■ Requirements
Locate every line in the listing that contains the word "handbag" and copy each of those lines.

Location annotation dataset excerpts
===============

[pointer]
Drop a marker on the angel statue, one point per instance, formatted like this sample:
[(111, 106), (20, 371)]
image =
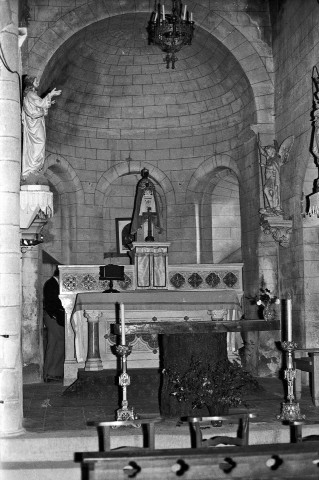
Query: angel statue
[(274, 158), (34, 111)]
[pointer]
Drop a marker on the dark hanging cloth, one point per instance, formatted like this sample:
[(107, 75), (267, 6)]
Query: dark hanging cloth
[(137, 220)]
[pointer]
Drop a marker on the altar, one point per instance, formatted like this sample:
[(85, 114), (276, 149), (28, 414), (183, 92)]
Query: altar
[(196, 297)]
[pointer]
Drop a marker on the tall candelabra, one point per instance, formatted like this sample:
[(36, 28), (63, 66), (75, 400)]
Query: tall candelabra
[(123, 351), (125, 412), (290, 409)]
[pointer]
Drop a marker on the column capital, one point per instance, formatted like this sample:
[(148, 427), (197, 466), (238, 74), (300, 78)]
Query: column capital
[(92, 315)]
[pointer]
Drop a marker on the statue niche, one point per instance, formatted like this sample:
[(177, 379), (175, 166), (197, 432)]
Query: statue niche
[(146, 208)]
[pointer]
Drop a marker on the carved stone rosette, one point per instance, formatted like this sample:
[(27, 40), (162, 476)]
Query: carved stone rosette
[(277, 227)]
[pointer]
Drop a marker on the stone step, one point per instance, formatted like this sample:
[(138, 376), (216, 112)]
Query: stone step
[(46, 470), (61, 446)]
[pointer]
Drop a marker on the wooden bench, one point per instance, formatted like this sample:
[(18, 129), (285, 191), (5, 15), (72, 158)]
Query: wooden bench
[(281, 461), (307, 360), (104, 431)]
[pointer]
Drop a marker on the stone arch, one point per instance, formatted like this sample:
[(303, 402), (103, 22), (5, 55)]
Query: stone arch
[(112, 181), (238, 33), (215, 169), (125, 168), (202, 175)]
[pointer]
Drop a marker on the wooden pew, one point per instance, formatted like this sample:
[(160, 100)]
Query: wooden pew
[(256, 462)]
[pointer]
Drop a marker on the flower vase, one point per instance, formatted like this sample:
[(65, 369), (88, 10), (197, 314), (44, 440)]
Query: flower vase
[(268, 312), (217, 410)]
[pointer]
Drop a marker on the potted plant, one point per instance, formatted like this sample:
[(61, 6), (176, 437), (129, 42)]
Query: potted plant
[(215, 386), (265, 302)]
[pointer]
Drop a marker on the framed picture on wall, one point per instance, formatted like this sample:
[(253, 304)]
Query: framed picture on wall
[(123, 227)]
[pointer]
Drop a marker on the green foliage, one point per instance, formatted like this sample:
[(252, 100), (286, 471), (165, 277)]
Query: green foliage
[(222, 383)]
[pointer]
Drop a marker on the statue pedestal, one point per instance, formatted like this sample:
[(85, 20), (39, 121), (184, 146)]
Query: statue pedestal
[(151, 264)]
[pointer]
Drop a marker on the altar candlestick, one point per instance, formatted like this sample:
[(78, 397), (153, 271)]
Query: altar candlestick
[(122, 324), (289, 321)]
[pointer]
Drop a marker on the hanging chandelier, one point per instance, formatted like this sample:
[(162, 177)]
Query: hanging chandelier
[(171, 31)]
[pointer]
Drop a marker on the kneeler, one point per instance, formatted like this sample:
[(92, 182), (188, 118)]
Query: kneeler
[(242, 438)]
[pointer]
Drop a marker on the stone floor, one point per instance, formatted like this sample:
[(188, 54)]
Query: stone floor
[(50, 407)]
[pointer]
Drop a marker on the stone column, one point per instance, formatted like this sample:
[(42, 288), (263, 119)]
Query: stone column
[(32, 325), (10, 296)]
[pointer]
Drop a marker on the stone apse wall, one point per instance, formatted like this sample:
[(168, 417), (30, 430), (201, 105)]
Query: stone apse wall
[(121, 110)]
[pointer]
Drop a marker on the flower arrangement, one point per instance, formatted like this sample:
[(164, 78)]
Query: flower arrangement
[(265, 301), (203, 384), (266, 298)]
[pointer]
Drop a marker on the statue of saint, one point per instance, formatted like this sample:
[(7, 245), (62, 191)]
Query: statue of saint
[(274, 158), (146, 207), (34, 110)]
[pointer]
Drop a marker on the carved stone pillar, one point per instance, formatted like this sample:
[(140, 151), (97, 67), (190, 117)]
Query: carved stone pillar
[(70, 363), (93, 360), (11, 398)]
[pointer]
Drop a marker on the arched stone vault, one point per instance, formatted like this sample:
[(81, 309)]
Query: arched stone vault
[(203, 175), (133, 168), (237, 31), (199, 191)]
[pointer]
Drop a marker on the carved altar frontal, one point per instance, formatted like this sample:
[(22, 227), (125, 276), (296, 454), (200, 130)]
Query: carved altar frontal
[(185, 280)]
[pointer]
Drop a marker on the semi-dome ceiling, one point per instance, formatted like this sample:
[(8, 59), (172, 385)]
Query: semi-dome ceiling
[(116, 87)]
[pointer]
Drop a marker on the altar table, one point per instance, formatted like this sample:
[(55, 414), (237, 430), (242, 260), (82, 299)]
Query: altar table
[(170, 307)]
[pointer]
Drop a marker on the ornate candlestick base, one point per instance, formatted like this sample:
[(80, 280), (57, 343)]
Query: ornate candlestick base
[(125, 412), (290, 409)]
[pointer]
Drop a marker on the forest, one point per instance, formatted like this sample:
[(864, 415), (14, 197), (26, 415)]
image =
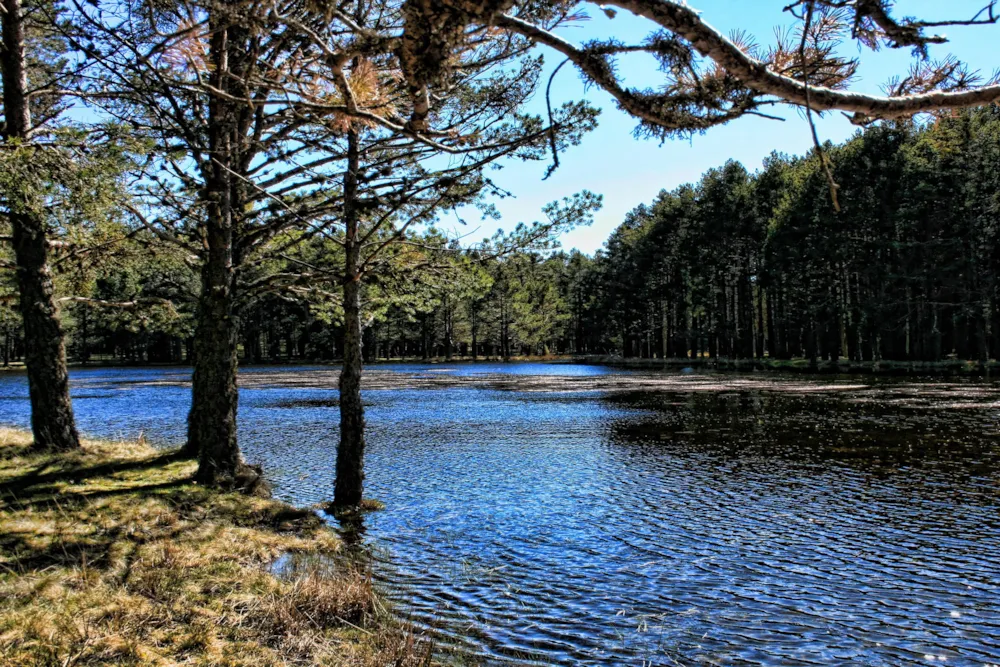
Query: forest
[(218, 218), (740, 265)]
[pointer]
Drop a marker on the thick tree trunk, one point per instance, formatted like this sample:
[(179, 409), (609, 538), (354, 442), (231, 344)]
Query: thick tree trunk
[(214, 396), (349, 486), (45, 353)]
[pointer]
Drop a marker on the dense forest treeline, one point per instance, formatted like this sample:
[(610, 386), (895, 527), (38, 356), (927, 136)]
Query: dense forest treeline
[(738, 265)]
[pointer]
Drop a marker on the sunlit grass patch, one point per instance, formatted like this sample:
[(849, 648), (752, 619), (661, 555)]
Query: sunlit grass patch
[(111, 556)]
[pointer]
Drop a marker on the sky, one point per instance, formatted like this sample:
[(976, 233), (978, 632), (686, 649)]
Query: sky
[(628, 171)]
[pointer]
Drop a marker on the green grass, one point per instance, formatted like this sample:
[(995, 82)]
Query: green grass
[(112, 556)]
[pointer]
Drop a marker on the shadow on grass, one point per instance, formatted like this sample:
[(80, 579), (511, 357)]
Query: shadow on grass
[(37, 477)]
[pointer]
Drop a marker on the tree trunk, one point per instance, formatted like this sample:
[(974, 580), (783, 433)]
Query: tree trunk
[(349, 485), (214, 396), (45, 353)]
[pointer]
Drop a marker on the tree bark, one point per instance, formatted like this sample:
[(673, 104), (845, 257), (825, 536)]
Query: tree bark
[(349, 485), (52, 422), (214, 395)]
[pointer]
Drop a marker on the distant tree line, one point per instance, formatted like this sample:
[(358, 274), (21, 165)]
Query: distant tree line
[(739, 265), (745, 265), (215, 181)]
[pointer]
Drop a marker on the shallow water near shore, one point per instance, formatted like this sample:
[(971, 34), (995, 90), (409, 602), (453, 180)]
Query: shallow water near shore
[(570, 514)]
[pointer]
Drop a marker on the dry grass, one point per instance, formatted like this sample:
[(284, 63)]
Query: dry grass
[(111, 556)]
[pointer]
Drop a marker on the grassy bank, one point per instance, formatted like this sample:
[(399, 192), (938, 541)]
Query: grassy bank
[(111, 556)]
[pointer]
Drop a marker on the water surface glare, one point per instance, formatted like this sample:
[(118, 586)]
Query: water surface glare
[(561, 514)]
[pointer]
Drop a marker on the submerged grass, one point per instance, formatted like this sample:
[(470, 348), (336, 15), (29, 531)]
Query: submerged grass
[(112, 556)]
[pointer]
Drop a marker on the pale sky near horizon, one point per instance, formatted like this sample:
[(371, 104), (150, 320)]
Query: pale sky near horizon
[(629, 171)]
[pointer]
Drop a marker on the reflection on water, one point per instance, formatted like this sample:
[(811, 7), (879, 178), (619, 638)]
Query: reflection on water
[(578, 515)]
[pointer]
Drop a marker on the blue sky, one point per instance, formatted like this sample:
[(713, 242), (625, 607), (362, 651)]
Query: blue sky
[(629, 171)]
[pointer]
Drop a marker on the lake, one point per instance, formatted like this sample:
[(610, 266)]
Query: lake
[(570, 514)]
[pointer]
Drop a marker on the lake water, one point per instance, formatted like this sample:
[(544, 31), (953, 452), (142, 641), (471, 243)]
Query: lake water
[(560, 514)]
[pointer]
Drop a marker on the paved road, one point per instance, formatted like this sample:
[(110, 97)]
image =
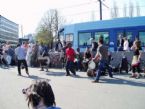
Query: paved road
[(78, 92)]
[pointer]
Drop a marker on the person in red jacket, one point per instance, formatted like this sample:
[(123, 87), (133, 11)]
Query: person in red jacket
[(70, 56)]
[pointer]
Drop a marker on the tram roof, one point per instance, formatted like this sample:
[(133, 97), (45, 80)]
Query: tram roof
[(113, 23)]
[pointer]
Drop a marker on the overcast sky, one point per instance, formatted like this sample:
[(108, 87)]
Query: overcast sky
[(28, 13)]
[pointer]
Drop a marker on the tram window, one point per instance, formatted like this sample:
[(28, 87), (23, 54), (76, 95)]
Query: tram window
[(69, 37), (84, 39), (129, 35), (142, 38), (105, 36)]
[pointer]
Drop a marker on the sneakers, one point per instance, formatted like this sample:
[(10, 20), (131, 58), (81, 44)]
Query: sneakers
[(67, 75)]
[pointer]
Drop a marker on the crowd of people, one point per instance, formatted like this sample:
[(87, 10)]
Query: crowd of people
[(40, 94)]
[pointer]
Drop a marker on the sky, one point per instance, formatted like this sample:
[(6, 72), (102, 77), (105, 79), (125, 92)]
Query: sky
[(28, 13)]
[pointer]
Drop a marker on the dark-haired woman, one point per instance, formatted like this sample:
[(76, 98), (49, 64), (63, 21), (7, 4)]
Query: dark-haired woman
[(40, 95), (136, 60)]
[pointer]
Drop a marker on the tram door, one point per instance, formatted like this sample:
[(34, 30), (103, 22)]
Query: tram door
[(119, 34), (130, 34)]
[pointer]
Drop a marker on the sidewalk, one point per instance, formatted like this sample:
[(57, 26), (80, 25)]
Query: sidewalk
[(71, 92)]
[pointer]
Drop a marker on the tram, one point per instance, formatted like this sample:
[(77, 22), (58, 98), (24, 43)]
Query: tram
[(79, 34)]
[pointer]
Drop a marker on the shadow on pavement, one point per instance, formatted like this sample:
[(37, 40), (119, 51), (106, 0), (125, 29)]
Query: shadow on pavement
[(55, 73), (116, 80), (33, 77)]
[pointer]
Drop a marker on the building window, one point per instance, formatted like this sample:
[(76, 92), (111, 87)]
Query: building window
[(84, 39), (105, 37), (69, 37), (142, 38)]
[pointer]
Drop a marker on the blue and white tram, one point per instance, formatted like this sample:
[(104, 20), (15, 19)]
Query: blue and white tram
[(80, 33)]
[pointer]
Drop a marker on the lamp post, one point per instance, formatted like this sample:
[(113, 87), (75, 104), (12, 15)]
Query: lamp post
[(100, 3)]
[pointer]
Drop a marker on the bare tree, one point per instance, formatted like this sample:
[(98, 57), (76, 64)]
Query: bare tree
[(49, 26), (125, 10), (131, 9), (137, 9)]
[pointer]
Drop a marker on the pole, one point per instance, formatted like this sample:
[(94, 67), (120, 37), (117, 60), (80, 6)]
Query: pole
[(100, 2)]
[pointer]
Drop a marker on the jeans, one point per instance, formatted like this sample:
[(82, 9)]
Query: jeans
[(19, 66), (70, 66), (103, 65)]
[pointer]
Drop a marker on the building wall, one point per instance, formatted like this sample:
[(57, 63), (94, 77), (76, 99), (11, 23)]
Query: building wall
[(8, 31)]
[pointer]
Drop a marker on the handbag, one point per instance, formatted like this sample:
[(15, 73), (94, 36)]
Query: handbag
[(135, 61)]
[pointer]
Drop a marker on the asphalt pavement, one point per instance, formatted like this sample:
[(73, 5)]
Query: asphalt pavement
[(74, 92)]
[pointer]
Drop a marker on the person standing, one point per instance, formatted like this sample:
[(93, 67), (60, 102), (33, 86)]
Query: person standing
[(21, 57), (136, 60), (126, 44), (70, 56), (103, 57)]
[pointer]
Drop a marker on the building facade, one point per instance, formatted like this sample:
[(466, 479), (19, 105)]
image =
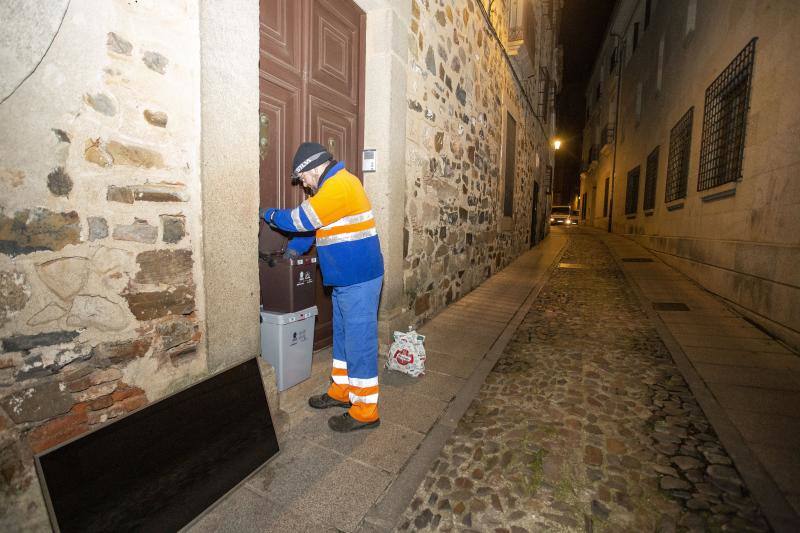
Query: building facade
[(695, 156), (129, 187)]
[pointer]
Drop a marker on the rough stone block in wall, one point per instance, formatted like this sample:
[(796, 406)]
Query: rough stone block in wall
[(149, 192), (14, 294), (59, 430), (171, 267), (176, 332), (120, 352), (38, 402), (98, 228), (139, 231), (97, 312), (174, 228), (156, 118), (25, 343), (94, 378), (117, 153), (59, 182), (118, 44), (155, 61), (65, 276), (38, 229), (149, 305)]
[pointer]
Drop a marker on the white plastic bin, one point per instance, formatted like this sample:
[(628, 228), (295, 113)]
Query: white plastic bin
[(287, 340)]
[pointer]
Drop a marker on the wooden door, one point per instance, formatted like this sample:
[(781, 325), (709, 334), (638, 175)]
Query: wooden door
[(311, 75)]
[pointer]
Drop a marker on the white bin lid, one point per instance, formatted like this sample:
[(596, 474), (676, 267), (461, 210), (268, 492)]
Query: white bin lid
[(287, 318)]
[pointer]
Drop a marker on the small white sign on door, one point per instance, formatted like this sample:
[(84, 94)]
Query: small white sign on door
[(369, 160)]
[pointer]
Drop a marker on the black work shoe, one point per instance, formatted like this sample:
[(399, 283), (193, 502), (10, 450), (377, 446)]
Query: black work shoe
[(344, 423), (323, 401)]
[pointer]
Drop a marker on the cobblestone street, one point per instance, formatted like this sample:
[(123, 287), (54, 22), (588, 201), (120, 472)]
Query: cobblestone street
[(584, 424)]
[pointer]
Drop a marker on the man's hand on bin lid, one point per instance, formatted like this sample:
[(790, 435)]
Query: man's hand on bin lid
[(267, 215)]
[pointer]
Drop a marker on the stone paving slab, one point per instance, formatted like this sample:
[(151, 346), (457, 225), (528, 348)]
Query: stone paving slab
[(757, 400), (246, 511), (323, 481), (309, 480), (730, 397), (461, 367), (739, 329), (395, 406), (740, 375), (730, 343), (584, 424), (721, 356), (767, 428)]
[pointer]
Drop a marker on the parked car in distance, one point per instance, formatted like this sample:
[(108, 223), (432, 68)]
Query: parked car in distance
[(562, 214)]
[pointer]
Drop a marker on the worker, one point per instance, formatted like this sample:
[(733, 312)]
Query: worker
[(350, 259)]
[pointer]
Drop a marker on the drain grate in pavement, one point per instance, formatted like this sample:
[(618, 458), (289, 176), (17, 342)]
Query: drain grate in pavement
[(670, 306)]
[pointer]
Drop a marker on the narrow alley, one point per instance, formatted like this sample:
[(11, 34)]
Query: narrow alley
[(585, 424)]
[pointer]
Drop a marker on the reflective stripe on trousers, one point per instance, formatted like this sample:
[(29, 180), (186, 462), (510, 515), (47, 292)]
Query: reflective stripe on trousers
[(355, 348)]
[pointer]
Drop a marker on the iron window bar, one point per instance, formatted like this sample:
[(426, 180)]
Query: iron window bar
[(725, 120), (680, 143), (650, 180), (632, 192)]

===============

■ Response
Drop a marker on the handbag, one point per instance, formatted like this sample:
Query: handbag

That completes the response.